# Yazılı Problem a
Tatlıses'e sıkılan kurşunlarla ilgili yazıdaki "Bu olay sonrası şuna kesin karar verdim: Her olayda bölünen ama parçalanmayan dünyadaki tek Millet, Türk Milletidir…" cümlesini İngilizceye çevirin.

# Alıntı Metin

Tatlıses'e sıkılan kurşunlar ve gerçekler...

Tatlıses'e sıkılan kurşunlar ve gerçekler...

Bu olay sonrası şuna kesin karar verdim: Her olayda bölünen ama parçalanmayan dünyadaki tek Millet, Türk Milletidir…

Sağ-sol,

Alevi-Sünni,

Laik-Anti laik,

Komünist- Faşist,

Türk- Kürt,

İnanan- İnanmayan,

Şehirli- Köylü,

Oyu dağdaki çobanla bir olan-Olmayan,

Göbeğini kaşıyan- kaşımayan…

AB’ne evet- Hayır…

Anadolu çocuğu- İstanbul çocuğu…

Türbanlı- Başı açık…

İlerici- Gerici

 Daha neler neler…

 

İşin sırrı nedir henüz bilmiyorum, çözemedim; Bu kadar karşı karşıya iki zıt düşüce yapısına sahip her zaman ve her devirde yarısı, diğer yarısının karşında bir milletiz..

Ve bölünmek, karşı karşıya gelmek için sanki fırsat kollayan...

 

İçimizdeki kini, öfkeyi kusmak için iyi, kötü güzel, çirkin Türkiye’nin gündemine oturan bir olayın olmasını bekler haldeyiz sanki!..

 

Doğal felaketler karşısında, İlahi uyarıydı- doğa olayıydı..

 Savaş, isyan, ayaklanma çıkması halinde, Haklılar- Haksızlar.

Salgın hastalık, ölüm, siyasi söylemler, ziyaretler, kazalar, yaralanmalar, suikastlar başta olmak üzere hayata dair ne varsa, ne yaşanıyor, ne oluyorsa ülkem insanı hiç vakit kaybetmeden ikiye ayrılmakta gecikmez…

 

Tartışmalar, karşı karşıya gelişler öyle bir hal alıyor ki sinkaflar, tehditler, şantajlar sanal alemde öyle bir uçuşuyor ki; el insaf yani!...

# Yazılı Problem b
Kayıtlarda "the hanging pulley" ifadesini içeren satırla açılıp "x=595 y=364" ifadesini içeren satırla kapanan bölümü Sıra ve Satır sütunlarından oluşan bir Markdown tablosu olarak düzenleyin. Boş satırları tabloya almayın.

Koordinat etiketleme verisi
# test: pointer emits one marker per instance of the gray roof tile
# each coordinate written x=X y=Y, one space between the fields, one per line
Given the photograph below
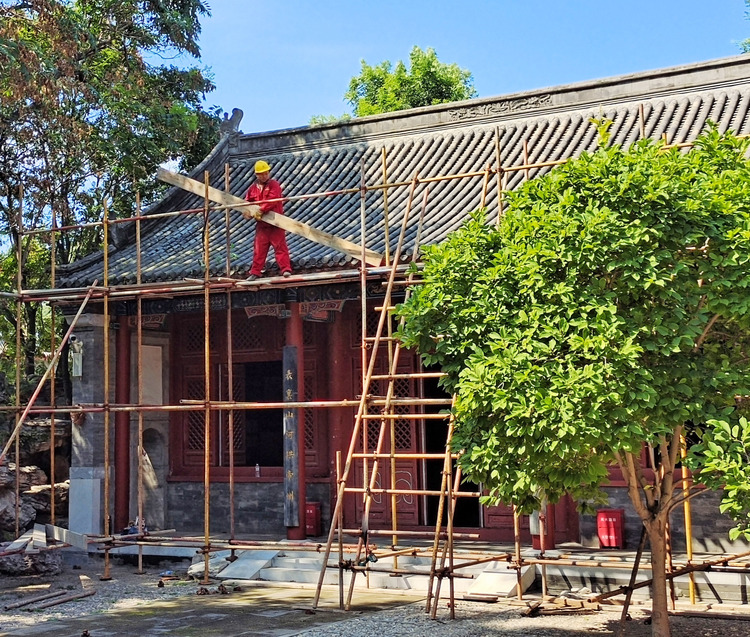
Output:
x=434 y=141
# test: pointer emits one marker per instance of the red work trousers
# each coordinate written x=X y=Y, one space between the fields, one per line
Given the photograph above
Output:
x=267 y=235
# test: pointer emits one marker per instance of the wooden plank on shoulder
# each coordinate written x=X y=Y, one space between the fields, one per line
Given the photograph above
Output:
x=280 y=221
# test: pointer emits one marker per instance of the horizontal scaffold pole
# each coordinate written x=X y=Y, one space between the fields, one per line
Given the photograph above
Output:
x=280 y=221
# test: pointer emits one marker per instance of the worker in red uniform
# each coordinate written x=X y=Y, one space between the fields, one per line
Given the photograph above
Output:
x=267 y=235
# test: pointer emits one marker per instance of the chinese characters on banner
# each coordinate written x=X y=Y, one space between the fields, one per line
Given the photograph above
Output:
x=291 y=442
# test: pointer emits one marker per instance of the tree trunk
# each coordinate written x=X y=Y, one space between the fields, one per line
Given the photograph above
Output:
x=659 y=609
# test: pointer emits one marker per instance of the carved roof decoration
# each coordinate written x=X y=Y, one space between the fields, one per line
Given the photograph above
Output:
x=464 y=137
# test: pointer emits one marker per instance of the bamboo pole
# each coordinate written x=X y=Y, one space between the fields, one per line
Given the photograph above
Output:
x=107 y=437
x=517 y=547
x=230 y=367
x=139 y=368
x=19 y=319
x=53 y=376
x=687 y=481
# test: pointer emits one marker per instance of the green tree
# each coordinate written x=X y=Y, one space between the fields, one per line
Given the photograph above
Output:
x=609 y=308
x=383 y=88
x=88 y=110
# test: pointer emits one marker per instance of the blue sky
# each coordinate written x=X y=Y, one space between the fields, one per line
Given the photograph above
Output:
x=284 y=61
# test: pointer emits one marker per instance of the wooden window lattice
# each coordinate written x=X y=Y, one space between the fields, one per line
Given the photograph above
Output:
x=196 y=420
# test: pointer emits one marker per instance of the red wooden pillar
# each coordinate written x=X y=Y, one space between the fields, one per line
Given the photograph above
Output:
x=294 y=338
x=122 y=426
x=339 y=388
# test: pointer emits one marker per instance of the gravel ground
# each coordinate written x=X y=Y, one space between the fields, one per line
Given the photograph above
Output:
x=127 y=589
x=487 y=620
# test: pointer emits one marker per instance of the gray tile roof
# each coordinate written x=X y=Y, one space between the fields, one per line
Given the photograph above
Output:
x=552 y=124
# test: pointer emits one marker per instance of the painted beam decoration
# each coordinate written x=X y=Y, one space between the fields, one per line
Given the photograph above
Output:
x=280 y=221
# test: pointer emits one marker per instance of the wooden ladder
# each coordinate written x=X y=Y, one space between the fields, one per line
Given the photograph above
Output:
x=371 y=460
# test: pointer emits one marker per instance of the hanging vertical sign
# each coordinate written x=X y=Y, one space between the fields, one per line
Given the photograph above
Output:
x=291 y=440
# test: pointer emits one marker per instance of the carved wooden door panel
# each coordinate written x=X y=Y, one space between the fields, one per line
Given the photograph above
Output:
x=403 y=438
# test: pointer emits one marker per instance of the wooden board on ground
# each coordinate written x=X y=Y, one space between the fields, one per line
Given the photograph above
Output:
x=280 y=221
x=68 y=537
x=19 y=543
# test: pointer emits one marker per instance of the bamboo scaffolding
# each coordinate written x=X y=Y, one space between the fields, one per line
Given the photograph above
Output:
x=370 y=459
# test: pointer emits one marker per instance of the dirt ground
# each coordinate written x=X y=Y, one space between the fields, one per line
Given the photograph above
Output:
x=133 y=603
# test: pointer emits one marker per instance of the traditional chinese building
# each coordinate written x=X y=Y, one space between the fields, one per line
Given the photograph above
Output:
x=441 y=161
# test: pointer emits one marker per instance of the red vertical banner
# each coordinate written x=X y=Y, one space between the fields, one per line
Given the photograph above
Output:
x=291 y=438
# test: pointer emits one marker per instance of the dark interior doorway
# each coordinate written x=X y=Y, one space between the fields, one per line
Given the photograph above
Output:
x=264 y=428
x=467 y=509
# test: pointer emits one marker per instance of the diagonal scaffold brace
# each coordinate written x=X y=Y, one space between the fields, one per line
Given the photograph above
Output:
x=47 y=373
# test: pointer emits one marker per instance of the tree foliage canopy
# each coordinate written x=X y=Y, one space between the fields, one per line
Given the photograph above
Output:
x=609 y=308
x=88 y=110
x=383 y=88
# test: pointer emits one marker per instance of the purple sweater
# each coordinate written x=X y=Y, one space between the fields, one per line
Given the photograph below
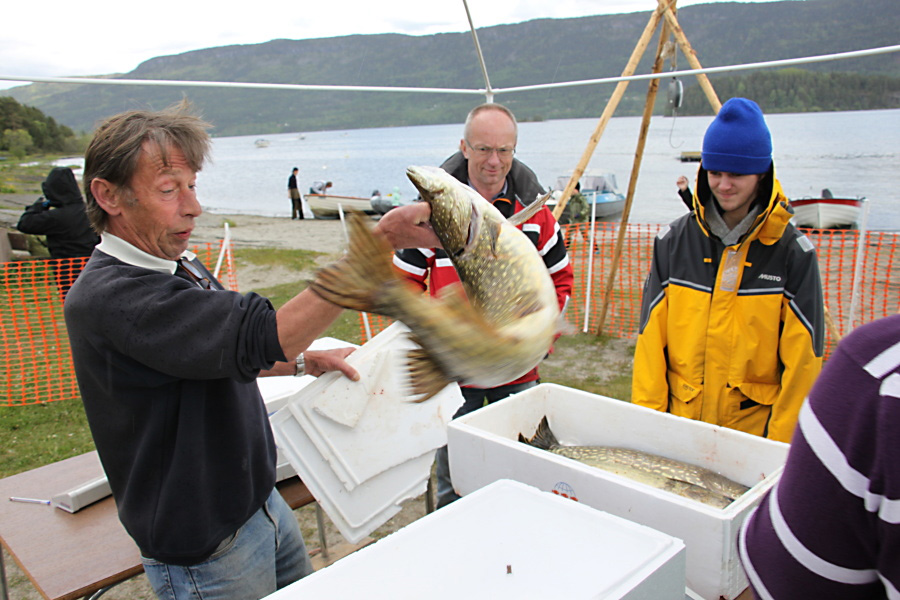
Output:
x=830 y=528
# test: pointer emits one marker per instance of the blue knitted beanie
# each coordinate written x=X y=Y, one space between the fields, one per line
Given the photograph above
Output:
x=738 y=141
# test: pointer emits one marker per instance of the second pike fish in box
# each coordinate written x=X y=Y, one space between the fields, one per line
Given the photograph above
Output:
x=686 y=480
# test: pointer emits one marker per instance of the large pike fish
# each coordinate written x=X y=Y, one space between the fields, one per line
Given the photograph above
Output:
x=684 y=479
x=494 y=329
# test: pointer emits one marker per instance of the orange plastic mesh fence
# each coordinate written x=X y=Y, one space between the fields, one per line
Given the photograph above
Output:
x=35 y=360
x=858 y=280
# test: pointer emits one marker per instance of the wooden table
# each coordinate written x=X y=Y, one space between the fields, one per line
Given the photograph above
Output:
x=68 y=556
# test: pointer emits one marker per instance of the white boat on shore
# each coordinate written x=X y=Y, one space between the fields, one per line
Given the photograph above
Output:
x=828 y=213
x=325 y=206
x=600 y=193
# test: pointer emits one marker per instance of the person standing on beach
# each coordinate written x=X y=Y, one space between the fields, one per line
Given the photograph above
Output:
x=60 y=215
x=167 y=360
x=732 y=316
x=294 y=193
x=485 y=162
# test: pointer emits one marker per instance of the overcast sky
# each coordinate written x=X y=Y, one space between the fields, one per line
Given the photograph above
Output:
x=96 y=37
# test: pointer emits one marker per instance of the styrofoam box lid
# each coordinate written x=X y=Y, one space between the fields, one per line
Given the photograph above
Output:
x=508 y=540
x=276 y=390
x=364 y=447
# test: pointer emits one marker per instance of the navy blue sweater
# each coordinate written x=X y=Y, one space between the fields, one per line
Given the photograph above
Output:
x=167 y=375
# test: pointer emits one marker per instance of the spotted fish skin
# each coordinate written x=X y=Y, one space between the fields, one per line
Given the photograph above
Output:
x=683 y=479
x=495 y=327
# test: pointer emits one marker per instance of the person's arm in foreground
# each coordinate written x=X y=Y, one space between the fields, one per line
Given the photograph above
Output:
x=830 y=528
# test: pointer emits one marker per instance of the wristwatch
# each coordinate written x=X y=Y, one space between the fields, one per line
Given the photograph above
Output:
x=301 y=366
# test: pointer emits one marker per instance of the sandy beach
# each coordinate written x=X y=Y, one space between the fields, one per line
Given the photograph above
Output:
x=251 y=231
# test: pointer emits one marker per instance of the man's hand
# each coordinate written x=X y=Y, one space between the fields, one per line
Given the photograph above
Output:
x=322 y=361
x=408 y=227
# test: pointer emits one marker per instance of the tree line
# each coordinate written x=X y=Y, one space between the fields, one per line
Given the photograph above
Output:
x=798 y=90
x=27 y=130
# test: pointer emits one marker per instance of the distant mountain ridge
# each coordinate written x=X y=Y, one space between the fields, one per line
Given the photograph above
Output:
x=538 y=51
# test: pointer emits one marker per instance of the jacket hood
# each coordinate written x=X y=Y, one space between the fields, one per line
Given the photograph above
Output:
x=60 y=187
x=773 y=218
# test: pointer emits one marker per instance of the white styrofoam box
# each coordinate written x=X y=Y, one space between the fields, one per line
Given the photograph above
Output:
x=364 y=447
x=507 y=540
x=483 y=447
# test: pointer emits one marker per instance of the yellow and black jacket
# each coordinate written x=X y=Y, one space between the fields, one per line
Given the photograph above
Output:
x=731 y=335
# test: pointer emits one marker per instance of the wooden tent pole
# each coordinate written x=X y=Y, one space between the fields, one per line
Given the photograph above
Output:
x=691 y=56
x=611 y=105
x=652 y=90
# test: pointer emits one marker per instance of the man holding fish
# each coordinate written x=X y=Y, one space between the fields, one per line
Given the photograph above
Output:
x=485 y=161
x=167 y=361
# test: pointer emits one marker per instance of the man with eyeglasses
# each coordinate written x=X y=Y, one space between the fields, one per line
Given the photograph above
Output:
x=167 y=361
x=485 y=161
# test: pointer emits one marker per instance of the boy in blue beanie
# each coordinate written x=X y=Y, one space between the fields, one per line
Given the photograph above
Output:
x=732 y=316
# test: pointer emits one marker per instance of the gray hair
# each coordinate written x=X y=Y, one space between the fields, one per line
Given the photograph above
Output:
x=114 y=151
x=489 y=106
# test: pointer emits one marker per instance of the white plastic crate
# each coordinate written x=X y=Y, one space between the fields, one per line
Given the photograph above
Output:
x=483 y=448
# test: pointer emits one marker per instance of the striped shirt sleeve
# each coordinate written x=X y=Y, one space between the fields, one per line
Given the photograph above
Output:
x=830 y=528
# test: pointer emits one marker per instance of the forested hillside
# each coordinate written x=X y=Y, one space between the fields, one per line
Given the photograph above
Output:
x=539 y=51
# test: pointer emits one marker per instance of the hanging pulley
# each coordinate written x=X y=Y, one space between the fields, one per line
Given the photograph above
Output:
x=675 y=93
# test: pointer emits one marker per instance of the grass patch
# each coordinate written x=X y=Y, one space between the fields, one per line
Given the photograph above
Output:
x=40 y=434
x=294 y=260
x=595 y=364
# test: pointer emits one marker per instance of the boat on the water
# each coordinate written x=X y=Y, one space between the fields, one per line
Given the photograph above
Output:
x=381 y=204
x=600 y=193
x=325 y=206
x=827 y=212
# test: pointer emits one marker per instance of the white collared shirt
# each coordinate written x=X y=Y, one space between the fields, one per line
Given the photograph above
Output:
x=128 y=253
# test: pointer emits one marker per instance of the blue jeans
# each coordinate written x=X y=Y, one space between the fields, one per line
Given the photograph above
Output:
x=474 y=399
x=264 y=555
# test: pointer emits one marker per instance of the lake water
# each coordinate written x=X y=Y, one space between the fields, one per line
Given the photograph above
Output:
x=851 y=153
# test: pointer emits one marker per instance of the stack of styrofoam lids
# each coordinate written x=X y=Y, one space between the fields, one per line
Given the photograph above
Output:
x=364 y=447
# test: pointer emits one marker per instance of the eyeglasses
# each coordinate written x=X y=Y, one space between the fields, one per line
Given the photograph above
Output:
x=484 y=151
x=195 y=274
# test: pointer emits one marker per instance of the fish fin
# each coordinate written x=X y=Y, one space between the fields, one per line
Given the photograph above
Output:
x=494 y=230
x=529 y=211
x=426 y=377
x=353 y=281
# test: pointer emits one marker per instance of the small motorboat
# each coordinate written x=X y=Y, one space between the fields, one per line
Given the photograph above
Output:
x=827 y=212
x=381 y=204
x=600 y=193
x=325 y=206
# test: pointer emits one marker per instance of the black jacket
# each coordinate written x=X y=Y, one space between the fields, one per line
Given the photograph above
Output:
x=60 y=215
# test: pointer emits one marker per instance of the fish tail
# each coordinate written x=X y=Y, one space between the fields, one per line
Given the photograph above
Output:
x=354 y=281
x=543 y=437
x=426 y=377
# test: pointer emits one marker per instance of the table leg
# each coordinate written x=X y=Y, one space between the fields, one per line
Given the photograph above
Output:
x=320 y=524
x=3 y=594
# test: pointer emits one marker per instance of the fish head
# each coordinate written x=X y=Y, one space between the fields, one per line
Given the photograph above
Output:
x=456 y=209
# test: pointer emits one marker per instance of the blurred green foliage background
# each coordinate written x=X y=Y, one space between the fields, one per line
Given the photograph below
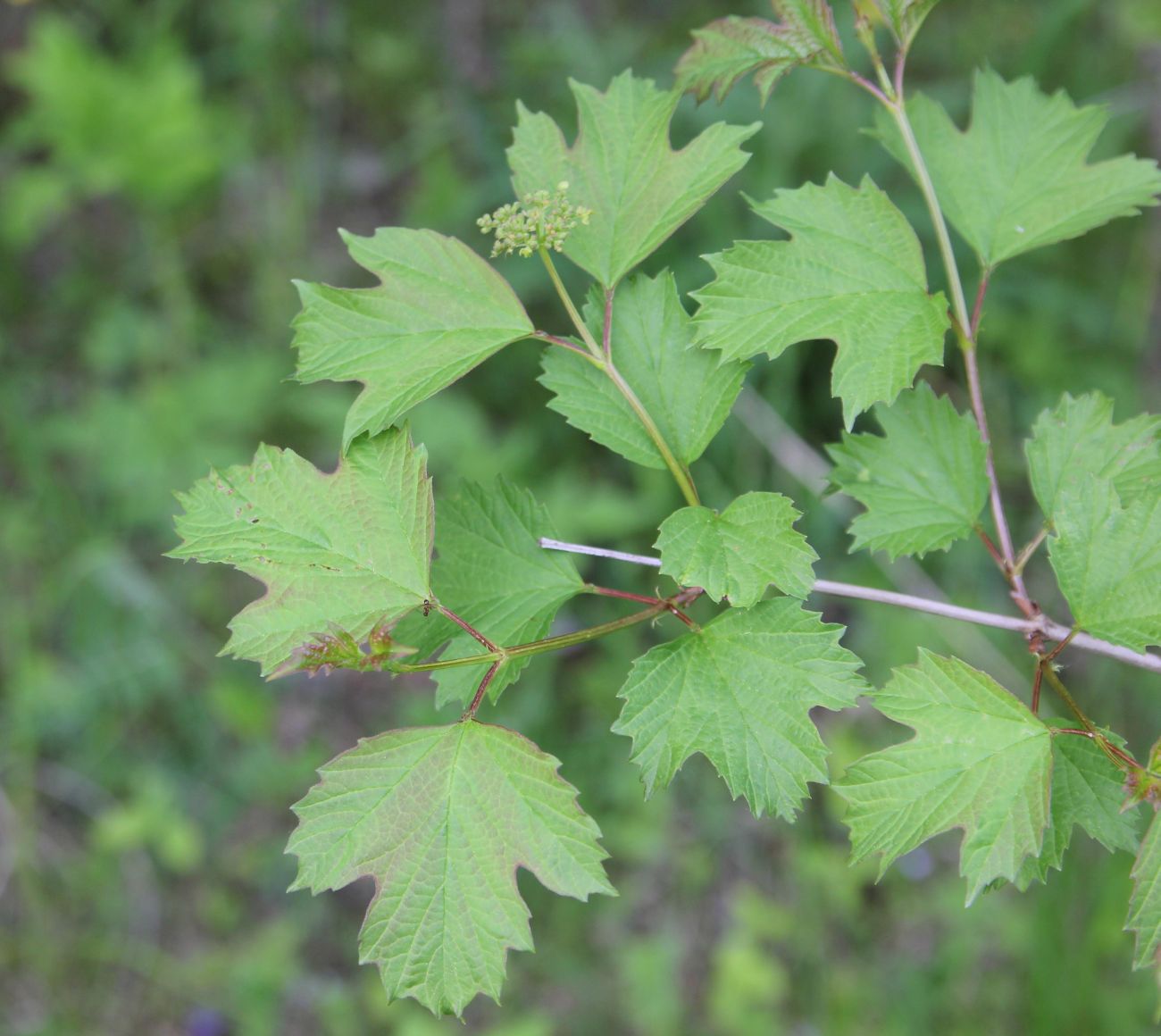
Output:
x=166 y=169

# Alıştırma Yanıtı a
After this incident, I came to a firm conclusion: the only nation in the world that is divided at every event yet never falls apart is the Turkish Nation…

# Alıştırma Yanıtı b
| Sıra | Satır |
|---|---|
| 1 | # test: pointer emits one marker per instance of the hanging pulley |
| 2 | # each coordinate written x=X y=Y, one space between the fields, one per line |
| 3 | Given the photograph above |
| 4 | Output: |
| 5 | x=675 y=93 |
| 6 | # test: pointer emits one marker per instance of the grass patch |
| 7 | # each coordinate written x=X y=Y, one space between the fields, one per line |
| 8 | Given the photograph above |
| 9 | Output: |
| 10 | x=40 y=434 |
| 11 | x=294 y=260 |
| 12 | x=595 y=364 |